• [DESCRIPTION OF THE TASK]:
Word for word, return each entry that follows, with every image removed.
:: SOURCE INFORMATION
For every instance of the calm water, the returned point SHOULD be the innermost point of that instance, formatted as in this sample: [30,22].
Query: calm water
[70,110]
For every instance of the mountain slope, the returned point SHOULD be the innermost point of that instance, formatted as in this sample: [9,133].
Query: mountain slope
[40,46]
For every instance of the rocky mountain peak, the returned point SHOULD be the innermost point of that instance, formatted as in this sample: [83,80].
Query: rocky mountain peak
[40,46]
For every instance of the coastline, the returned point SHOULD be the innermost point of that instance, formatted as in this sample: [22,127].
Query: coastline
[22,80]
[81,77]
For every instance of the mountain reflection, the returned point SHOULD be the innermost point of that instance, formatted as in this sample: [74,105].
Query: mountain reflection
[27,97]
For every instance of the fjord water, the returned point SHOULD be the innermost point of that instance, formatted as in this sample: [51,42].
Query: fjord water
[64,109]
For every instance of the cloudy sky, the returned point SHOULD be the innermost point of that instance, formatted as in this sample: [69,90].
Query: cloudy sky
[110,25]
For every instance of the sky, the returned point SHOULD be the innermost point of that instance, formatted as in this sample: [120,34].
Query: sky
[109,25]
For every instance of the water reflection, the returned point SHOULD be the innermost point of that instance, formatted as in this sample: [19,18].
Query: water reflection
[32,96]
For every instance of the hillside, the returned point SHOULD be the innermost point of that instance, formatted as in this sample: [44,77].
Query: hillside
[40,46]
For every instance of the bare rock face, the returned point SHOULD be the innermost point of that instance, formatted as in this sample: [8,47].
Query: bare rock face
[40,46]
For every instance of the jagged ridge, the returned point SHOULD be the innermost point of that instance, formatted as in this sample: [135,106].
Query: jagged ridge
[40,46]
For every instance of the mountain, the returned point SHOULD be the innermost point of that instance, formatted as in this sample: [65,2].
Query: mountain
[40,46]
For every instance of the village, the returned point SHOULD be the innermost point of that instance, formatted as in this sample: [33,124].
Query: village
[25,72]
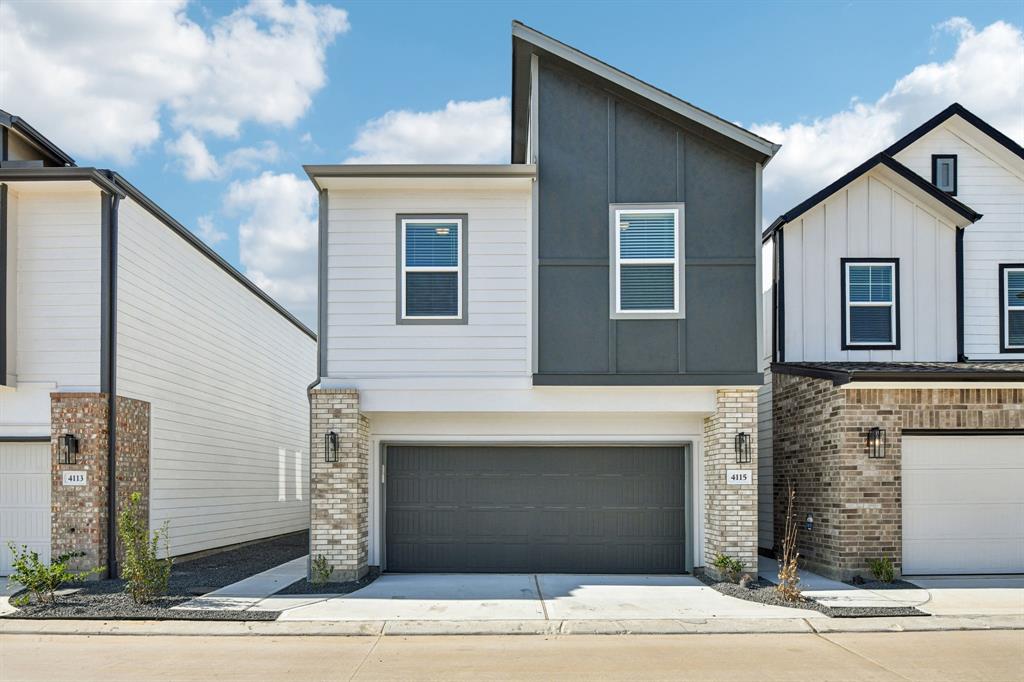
::::
• [PROBLEM SOLUTION]:
For every instance of the calm water, the returned point SHOULD be the innermost point of that instance, formatted as in this sample: [30,22].
Query: calm water
[70,110]
For every instance of the mountain slope, the returned point SHOULD be the innermost point of that instance, formatted as in this sample: [9,133].
Query: mountain slope
[40,46]
For every instance of the rocky mountain peak, the returned point SHOULD be the innermost point of that instance, formatted as in this sample: [83,80].
Query: rocky mountain peak
[40,46]
For every instance of the coastline, the returned point SHOULD be the innermost point of that instance, formatted as in this sample: [22,127].
Query: coastline
[22,80]
[81,77]
For every instance of the mountain reflection, the returned point SHOULD be the innermost point of that instance, formatted as in this sample: [74,105].
Query: mountain reflection
[27,97]
For every instance of the fjord water, the returned point SHOULD be the innermost point of that instance, formatted as in this sample: [51,42].
Query: fjord water
[64,109]
For every instance of the cloudy sky, the returned point SHOULD be the innermost point of that instance, formatted as in this sample: [69,90].
Query: cloudy sky
[110,25]
For every instance of the sky, the returned point SHOULD be the innermost point of that instance, formatted as in this sample: [120,34].
Query: sky
[109,25]
For every instance of the water reflection, the returned point SHOULD be the innermost point of that instance, formatted as in this sample: [19,18].
Query: water reflection
[32,96]
For every instance of the hillside, the returned point SHOULD be the innermost point of that instance, formatted as in this sample: [44,77].
Query: hillside
[40,46]
For every instance of the bare rock face, the returned point SHOULD be the innermost point of that instance, formatted as in this sample: [8,47].
Query: bare rock face
[40,46]
For every instance of the jagged ridge, the returned point SHOULD be the innermost point of that instance, formatted as in this sample: [135,106].
Query: jagged ridge
[40,46]
For every instance of the mountain, the returned point SHOULD be the innermost point of that instance, formatted as in this sample: [65,2].
Query: mountain
[40,46]
For every instance of the village, the returned point SHOULD be the innermost point of that instance, formatted as in this sample: [33,124].
Query: village
[25,72]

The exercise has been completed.